Portion of a data file:
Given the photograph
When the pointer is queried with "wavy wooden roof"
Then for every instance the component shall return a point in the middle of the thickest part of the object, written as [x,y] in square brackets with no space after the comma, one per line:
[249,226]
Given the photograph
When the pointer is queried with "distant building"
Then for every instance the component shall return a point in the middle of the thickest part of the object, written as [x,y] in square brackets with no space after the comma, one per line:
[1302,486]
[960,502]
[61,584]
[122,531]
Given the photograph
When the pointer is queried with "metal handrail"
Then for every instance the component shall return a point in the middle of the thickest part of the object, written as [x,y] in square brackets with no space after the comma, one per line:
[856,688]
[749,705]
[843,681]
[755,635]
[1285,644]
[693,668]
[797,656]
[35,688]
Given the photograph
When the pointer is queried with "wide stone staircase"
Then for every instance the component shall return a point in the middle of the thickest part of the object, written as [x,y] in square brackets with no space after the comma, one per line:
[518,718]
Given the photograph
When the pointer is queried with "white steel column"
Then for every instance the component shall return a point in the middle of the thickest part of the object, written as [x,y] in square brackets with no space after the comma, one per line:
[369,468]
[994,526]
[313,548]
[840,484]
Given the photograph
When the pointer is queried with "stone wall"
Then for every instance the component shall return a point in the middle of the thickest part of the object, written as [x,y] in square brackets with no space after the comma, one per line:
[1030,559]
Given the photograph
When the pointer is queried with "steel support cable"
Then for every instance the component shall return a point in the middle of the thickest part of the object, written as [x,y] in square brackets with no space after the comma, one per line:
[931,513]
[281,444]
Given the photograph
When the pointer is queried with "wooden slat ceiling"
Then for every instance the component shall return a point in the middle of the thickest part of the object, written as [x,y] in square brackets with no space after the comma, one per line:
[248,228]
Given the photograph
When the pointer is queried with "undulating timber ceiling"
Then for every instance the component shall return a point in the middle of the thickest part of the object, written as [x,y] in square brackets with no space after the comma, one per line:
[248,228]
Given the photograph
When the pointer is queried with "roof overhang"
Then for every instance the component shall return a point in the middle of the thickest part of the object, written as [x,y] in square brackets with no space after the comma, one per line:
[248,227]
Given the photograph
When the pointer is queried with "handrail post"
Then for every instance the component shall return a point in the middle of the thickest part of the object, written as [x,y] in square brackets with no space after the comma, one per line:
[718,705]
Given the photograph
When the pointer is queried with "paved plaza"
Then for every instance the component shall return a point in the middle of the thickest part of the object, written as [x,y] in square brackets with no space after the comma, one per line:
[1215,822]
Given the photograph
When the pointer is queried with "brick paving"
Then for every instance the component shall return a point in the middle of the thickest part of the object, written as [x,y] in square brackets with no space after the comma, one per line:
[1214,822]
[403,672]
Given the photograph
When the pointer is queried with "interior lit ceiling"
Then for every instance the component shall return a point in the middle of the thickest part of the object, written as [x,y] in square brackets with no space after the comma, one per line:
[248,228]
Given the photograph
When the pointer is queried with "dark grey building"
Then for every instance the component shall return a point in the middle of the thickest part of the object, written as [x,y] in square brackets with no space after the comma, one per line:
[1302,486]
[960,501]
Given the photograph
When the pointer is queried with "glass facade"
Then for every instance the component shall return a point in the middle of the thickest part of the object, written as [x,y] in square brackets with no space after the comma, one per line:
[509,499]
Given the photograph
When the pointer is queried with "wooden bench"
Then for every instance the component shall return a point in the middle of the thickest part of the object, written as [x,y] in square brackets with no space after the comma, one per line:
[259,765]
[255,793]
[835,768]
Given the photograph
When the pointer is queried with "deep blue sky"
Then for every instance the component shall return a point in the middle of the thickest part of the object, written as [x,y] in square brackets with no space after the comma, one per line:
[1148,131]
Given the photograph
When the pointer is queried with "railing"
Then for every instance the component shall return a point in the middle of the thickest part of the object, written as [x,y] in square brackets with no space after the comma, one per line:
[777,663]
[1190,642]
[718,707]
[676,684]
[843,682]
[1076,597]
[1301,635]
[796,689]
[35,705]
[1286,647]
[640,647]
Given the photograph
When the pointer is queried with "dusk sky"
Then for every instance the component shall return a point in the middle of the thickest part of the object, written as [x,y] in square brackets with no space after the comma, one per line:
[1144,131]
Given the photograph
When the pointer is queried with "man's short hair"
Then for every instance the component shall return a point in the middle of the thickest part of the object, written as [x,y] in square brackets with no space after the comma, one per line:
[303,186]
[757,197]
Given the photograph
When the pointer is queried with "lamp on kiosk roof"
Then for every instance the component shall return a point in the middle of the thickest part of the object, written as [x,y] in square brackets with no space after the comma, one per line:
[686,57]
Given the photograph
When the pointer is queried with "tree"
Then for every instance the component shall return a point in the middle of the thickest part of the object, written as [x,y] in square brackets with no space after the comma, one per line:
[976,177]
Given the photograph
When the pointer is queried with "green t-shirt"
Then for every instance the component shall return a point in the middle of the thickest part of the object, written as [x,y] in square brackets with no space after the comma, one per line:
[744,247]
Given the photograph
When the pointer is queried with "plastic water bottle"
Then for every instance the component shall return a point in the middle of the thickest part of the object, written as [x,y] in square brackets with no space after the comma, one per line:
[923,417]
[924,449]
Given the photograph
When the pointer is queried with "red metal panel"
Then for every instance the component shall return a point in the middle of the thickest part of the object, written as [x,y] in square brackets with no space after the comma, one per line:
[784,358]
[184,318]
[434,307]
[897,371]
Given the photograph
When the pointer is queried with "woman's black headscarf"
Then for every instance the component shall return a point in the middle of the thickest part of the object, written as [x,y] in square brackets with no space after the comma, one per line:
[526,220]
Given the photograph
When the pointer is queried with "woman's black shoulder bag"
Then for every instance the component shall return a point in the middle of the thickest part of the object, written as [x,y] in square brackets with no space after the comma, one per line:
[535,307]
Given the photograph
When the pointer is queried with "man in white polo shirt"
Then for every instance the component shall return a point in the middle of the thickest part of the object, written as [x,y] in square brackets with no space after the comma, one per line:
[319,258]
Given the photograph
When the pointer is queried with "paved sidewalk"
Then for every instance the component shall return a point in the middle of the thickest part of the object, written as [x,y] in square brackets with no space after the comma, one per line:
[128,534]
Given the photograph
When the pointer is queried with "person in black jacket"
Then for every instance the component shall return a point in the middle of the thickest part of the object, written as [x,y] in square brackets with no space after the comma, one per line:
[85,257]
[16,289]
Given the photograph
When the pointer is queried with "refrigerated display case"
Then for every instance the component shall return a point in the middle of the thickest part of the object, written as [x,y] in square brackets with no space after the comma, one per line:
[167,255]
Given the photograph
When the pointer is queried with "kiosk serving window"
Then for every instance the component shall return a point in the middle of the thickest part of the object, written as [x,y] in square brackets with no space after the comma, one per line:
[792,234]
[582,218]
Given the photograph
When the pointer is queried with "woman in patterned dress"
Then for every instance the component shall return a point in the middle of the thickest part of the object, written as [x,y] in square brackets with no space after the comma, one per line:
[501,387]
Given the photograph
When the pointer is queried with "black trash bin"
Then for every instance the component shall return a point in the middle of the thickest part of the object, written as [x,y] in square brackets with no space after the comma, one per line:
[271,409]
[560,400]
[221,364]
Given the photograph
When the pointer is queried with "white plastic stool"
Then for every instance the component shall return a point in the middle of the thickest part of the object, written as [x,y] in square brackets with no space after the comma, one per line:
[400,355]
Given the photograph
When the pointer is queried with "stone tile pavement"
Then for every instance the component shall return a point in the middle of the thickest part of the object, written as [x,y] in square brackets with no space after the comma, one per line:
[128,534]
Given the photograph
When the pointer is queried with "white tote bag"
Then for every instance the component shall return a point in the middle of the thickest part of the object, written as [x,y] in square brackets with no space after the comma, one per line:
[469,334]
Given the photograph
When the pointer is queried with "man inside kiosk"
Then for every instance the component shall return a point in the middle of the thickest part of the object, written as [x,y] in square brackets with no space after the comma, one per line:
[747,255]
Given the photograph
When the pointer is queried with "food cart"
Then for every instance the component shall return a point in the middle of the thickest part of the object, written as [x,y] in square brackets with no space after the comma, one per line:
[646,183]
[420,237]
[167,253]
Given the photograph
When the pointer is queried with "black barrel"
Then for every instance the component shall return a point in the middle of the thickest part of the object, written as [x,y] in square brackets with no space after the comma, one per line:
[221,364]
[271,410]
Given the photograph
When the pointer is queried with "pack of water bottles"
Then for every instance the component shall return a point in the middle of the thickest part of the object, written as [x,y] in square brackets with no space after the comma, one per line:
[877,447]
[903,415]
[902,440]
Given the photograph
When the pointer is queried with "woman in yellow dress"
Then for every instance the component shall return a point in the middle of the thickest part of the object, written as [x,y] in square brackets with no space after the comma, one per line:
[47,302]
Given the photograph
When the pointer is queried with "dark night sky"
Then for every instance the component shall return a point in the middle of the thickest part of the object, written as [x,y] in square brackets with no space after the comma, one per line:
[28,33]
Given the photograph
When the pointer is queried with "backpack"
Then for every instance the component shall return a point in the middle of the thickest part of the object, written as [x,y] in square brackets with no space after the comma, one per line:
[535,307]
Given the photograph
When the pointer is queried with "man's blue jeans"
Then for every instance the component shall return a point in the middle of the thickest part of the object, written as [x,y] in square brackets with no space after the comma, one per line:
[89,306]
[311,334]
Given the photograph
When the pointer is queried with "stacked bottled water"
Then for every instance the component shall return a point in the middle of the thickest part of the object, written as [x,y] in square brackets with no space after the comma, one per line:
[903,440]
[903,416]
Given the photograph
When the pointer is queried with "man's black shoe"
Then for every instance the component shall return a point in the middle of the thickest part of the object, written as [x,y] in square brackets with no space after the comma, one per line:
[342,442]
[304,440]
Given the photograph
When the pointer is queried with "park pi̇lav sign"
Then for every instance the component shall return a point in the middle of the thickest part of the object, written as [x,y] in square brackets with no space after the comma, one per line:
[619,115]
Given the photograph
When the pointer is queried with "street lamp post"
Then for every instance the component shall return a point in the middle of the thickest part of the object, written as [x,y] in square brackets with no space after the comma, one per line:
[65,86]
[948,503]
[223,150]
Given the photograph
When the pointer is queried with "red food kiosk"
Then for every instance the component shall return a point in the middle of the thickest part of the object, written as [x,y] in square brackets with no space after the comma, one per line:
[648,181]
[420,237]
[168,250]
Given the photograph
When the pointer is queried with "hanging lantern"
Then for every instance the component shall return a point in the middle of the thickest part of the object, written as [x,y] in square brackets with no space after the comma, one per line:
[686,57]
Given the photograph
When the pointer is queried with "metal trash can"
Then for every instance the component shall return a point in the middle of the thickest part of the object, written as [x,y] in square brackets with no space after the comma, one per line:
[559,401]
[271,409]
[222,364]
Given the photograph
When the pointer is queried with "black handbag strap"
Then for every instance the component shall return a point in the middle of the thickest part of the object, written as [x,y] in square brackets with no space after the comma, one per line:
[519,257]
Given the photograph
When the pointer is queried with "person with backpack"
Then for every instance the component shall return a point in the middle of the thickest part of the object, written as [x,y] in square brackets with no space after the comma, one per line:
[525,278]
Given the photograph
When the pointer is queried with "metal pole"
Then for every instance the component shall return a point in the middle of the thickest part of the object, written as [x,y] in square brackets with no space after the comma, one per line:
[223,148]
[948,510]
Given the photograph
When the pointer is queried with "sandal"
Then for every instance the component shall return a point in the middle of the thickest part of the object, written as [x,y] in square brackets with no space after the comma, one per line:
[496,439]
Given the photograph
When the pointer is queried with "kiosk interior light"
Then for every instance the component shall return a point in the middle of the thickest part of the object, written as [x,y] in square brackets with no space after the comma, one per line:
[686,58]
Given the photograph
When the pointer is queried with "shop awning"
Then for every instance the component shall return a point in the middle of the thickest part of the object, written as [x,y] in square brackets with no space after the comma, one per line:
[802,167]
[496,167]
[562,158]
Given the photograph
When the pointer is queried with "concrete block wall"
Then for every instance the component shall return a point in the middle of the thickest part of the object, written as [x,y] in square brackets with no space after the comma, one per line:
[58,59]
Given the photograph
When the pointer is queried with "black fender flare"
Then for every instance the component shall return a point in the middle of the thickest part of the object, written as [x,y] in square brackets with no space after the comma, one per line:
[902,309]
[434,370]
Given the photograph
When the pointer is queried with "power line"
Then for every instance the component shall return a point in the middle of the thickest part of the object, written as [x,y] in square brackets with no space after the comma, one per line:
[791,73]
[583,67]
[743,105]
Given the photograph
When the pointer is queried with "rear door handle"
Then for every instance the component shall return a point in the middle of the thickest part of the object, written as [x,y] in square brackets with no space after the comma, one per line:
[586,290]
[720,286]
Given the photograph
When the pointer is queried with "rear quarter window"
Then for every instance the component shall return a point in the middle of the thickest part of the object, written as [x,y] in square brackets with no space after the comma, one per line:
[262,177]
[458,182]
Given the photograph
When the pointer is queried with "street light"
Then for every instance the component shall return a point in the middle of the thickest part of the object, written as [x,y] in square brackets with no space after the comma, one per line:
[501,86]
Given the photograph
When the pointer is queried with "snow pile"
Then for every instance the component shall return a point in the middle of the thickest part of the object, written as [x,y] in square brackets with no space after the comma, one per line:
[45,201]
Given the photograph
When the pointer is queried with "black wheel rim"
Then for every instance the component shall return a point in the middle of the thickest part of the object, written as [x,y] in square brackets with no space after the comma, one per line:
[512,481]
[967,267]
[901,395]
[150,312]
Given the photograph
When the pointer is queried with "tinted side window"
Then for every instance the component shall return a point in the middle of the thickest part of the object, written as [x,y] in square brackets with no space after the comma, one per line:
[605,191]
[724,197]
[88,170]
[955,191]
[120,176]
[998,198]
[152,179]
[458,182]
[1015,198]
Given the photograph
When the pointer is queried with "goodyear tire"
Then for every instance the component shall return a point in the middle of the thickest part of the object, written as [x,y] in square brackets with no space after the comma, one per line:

» Brief:
Gather every line in the records that contains the string "food". Case must match.

» Solution for this problem:
When the pointer is queried with "food cart"
When the pointer is queried with "red food kiosk"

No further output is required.